What you need to do ▸ Even if the data beneath seems repetitive, write it all out again exactly.

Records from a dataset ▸
+++

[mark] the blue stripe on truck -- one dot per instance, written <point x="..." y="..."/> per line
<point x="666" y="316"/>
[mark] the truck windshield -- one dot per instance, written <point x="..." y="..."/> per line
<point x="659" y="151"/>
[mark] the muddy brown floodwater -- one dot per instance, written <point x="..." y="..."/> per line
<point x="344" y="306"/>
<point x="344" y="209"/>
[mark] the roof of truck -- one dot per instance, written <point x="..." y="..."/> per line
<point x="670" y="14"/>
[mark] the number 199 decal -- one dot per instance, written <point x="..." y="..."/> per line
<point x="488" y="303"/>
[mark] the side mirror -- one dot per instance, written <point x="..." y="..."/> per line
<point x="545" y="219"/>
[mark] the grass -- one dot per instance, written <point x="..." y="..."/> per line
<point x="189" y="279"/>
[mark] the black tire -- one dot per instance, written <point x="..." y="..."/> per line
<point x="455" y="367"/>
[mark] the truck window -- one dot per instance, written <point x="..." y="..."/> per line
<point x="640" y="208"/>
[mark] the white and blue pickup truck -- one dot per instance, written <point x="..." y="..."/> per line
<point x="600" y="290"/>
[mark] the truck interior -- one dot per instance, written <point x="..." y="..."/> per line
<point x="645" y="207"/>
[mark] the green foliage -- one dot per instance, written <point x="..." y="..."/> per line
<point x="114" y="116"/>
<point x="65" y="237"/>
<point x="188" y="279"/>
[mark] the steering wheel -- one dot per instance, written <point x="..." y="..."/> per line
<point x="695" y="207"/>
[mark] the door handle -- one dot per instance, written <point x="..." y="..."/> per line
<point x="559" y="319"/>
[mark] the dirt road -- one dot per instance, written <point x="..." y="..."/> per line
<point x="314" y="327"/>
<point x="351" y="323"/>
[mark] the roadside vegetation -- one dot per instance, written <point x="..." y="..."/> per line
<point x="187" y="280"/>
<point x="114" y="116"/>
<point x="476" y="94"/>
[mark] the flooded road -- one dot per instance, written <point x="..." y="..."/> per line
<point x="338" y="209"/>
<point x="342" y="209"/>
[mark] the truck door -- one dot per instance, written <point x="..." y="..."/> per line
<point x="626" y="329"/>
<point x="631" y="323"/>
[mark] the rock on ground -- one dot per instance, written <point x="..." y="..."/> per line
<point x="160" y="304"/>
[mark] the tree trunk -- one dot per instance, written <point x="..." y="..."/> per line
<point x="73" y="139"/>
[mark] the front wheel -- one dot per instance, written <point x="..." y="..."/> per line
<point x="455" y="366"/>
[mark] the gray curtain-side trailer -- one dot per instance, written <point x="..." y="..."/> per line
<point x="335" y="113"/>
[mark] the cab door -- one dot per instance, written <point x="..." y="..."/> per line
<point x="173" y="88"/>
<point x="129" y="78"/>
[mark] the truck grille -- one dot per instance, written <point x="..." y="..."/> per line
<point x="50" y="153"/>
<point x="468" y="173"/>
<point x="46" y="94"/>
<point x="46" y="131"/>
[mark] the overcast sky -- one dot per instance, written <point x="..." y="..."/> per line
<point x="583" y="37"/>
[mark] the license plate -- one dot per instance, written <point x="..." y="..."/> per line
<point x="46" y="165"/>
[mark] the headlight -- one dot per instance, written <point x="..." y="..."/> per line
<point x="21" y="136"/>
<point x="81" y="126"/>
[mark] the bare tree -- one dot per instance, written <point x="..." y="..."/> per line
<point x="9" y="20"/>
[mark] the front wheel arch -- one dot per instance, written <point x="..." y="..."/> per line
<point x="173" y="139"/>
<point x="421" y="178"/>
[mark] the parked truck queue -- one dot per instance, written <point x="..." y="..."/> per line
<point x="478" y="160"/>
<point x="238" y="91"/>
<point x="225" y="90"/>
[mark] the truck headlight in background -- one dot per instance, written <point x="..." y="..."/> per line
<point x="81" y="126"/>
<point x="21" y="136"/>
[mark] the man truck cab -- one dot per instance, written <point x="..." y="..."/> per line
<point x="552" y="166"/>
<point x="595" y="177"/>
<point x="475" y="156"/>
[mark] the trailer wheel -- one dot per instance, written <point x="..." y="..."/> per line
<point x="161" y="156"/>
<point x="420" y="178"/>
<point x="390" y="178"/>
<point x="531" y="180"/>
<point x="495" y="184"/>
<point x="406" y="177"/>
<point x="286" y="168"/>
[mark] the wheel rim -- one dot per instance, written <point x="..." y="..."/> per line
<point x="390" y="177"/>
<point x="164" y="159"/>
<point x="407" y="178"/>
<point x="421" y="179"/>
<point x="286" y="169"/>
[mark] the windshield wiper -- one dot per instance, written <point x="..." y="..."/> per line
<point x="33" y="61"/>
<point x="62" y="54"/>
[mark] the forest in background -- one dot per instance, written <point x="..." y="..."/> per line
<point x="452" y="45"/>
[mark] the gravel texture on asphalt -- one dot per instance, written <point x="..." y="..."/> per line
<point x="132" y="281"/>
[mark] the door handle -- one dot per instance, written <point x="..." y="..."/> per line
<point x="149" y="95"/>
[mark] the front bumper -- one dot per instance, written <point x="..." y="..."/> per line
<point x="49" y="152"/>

+++

Answer below ▸
[mark] the blue stripe on truck -- one dot per instance, written <point x="..." y="..."/> per line
<point x="666" y="316"/>
[mark] the truck windshield -- one dot per instance, written <point x="..." y="..."/> per line
<point x="659" y="151"/>
[mark] the muddy brown floodwater -- one dot per instance, written <point x="..." y="..."/> per line
<point x="344" y="306"/>
<point x="344" y="209"/>
[mark] the roof of truck -- one dot per instance, written <point x="..." y="..."/> per line
<point x="670" y="14"/>
[mark] the number 199 decal -- one dot per instance, written <point x="..." y="..."/> per line
<point x="488" y="303"/>
[mark] the side mirror -- one dot per instance, written <point x="..." y="..."/> per line
<point x="545" y="219"/>
[mark] the grass -- one dot per instance, written <point x="..." y="..."/> per line
<point x="189" y="279"/>
[mark] the black tire -- one dot per instance, written <point x="..." y="..."/> per line
<point x="455" y="367"/>
[mark] the truck window -- one dot per instance, written <point x="..." y="..."/> per line
<point x="640" y="208"/>
[mark] the white and blue pickup truck -- one dot per instance, written <point x="..." y="..."/> per line
<point x="600" y="290"/>
[mark] the truck interior -- one dot per instance, written <point x="..." y="..."/> per line
<point x="645" y="207"/>
[mark] the green foliage -- one dot per instance, written <point x="..." y="..."/> per line
<point x="114" y="116"/>
<point x="65" y="237"/>
<point x="188" y="279"/>
[mark] the steering wheel -- one dot per instance, written <point x="..." y="..."/> per line
<point x="695" y="207"/>
[mark] the door handle -- one dot per instance, written <point x="..." y="..."/> per line
<point x="559" y="319"/>
[mark] the dirt road -- one dot per instance, written <point x="..." y="..."/> per line
<point x="314" y="327"/>
<point x="351" y="323"/>
[mark] the roadside vegetation -- one dot per instance, written <point x="..." y="..."/> per line
<point x="187" y="280"/>
<point x="114" y="116"/>
<point x="476" y="94"/>
[mark] the flooded road -- one dot per instance, written <point x="..." y="..."/> per line
<point x="338" y="209"/>
<point x="342" y="209"/>
[mark] the truck door -- one dot per instance, written <point x="..." y="..."/> per line
<point x="626" y="329"/>
<point x="631" y="323"/>
[mark] the rock on ground -- one dot per instance, written <point x="..." y="..."/> per line
<point x="160" y="304"/>
[mark] the tree trunk -- one dot per instance, written <point x="..." y="..."/> per line
<point x="73" y="139"/>
[mark] the front wheel -- one dot per instance, written <point x="..." y="..."/> per line
<point x="455" y="366"/>
[mark] the gray curtain-side trailer -- one dot per instance, written <point x="..." y="..."/> per line
<point x="335" y="113"/>
[mark] the cab door -- one dot per instance, written <point x="..." y="..."/> per line
<point x="173" y="88"/>
<point x="129" y="78"/>
[mark] the truck grille -- one dot per instance, written <point x="..." y="..."/> per line
<point x="50" y="153"/>
<point x="468" y="173"/>
<point x="46" y="94"/>
<point x="46" y="131"/>
[mark] the overcast sky -- one dot per instance, written <point x="..." y="..."/> per line
<point x="583" y="37"/>
[mark] the license plate -- one dot per instance, written <point x="..." y="..."/> per line
<point x="46" y="165"/>
[mark] the headlight -- one dot per instance, written <point x="..." y="..."/> per line
<point x="21" y="136"/>
<point x="81" y="126"/>
[mark] the bare tree -- one dot per instance, written <point x="..." y="..."/> per line
<point x="9" y="20"/>
[mark] the front wheel arch -- one dot per instance, written <point x="..." y="..."/> per line
<point x="173" y="139"/>
<point x="421" y="178"/>
[mark] the parked truck queue -- one dot per instance, written <point x="..." y="..."/> per line
<point x="478" y="160"/>
<point x="238" y="91"/>
<point x="225" y="90"/>
[mark] the truck headlight in background -- one dot per instance, written <point x="..." y="..."/> per line
<point x="81" y="126"/>
<point x="21" y="136"/>
[mark] the man truck cab -- one dot per instance, written <point x="..." y="..."/> per line
<point x="552" y="166"/>
<point x="595" y="177"/>
<point x="475" y="156"/>
[mark] the trailer wheel -- one dot per instance, written <point x="..." y="..."/> per line
<point x="161" y="156"/>
<point x="420" y="178"/>
<point x="390" y="178"/>
<point x="531" y="180"/>
<point x="495" y="184"/>
<point x="406" y="177"/>
<point x="286" y="168"/>
[mark] the wheel rim -- one dot per instance, written <point x="..." y="..."/> per line
<point x="390" y="177"/>
<point x="164" y="159"/>
<point x="407" y="178"/>
<point x="421" y="179"/>
<point x="286" y="169"/>
[mark] the windshield wiper -- one dot per instance, written <point x="..." y="..."/> per line
<point x="33" y="61"/>
<point x="62" y="54"/>
[mark] the forest in background -- one dot per instance, written <point x="..." y="..."/> per line
<point x="452" y="45"/>
[mark] the gravel texture on asphalt -- one dot per instance, written <point x="..." y="..."/> per line
<point x="132" y="281"/>
[mark] the door handle -- one dot per instance, written <point x="..." y="..."/> per line
<point x="149" y="95"/>
[mark] the front bumper -- one dot per instance, written <point x="..." y="..."/> per line
<point x="49" y="152"/>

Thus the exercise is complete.